## Short problem A
Find every line in the entries below that contains the string "foam", matching case exactly, and copy each of those lines.

## Provided text
# How many of you make your own Lures?



## hardman11 (Apr 14, 2012)

I try lots of stuff everthing from bottle caps, to pieces of glass, You all should try it stuff laying around all over the place pick up the garbage around the bank and see what you can catch with it. You'd be amazed with what you can come up with.


----------



## BigMac (Feb 12, 2012)

Once made a spoon type lure with a Dr. Pepper can & it caught fish. I don't think it much matters if the fish are hungry they will bite it.


----------



## Moostickles (Mar 11, 2010)

I sliced open a halibut in Alaska one day and out popped an old Pepsi can... I've also caught lots of kokanee and trout on makeshift lures from pop cans.


----------



## poiboy (Nov 18, 2010)

Back in Hawaii, we would make topwater lures, Rapalas were too expensive. One day when we weren't catching in a hot-spot, my uncle comes by and says, put on a hot dog and you'll catch. He was close to drunk at the time and all 6 of us fishing brushed off his suggestion. When he got done with a couple more beers, he bit the end of the hot dog to make it blunt. He casts out and on his 2nd cast, he brings in a 7 pound Papio.

I never would've believed that it would work. Apparently, that is his go-to when everything else fails. It doesn't catch everytime, but that day, right in front of me, it worked and I was stunned.


----------



## leviwin (Dec 7, 2011)

I was fly fishing on the Logan river one day and saw some guys using raw hamburger to catch fish. I was skeptical until they showed me all the fish the caught. I have tried carving some lures out of wood in the past they worked but not as good as other stuff I've used.


----------

## Extracted information
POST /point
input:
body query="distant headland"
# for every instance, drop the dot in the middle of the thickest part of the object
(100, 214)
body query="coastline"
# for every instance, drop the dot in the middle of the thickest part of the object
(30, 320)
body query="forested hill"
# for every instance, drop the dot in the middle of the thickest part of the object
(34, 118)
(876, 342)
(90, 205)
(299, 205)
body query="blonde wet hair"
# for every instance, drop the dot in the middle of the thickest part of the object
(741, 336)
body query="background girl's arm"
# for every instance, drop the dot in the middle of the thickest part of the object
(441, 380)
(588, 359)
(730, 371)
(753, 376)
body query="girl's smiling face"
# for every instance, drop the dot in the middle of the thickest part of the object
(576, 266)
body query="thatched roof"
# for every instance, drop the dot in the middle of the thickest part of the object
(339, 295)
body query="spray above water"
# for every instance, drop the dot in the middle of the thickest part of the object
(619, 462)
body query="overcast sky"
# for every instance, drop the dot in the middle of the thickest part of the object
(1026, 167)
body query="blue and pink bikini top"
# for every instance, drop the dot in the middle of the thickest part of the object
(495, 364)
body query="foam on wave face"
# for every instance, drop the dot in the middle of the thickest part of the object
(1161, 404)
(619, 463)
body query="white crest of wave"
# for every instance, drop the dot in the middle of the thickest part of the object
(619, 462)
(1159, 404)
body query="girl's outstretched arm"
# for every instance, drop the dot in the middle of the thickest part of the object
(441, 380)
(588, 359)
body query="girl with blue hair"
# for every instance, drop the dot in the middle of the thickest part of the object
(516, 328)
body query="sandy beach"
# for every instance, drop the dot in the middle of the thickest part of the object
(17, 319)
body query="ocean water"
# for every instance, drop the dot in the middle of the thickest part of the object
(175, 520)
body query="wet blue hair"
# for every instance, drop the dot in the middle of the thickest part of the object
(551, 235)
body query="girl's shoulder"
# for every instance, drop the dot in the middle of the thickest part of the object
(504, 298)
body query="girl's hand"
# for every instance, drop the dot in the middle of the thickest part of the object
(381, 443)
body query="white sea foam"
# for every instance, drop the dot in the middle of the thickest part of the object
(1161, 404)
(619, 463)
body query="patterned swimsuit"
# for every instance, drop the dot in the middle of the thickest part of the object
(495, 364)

## Short problem B
From the lure-making thread above, reproduce word for word the passage starting with "I was fly fishing" and going on through "stuff I've used.".

## Written reply A
body query="foam on wave face"
body query="white sea foam"

## Written reply B
I was fly fishing on the Logan river one day and saw some guys using raw hamburger to catch fish. I was skeptical until they showed me all the fish the caught. I have tried carving some lures out of wood in the past they worked but not as good as other stuff I've used.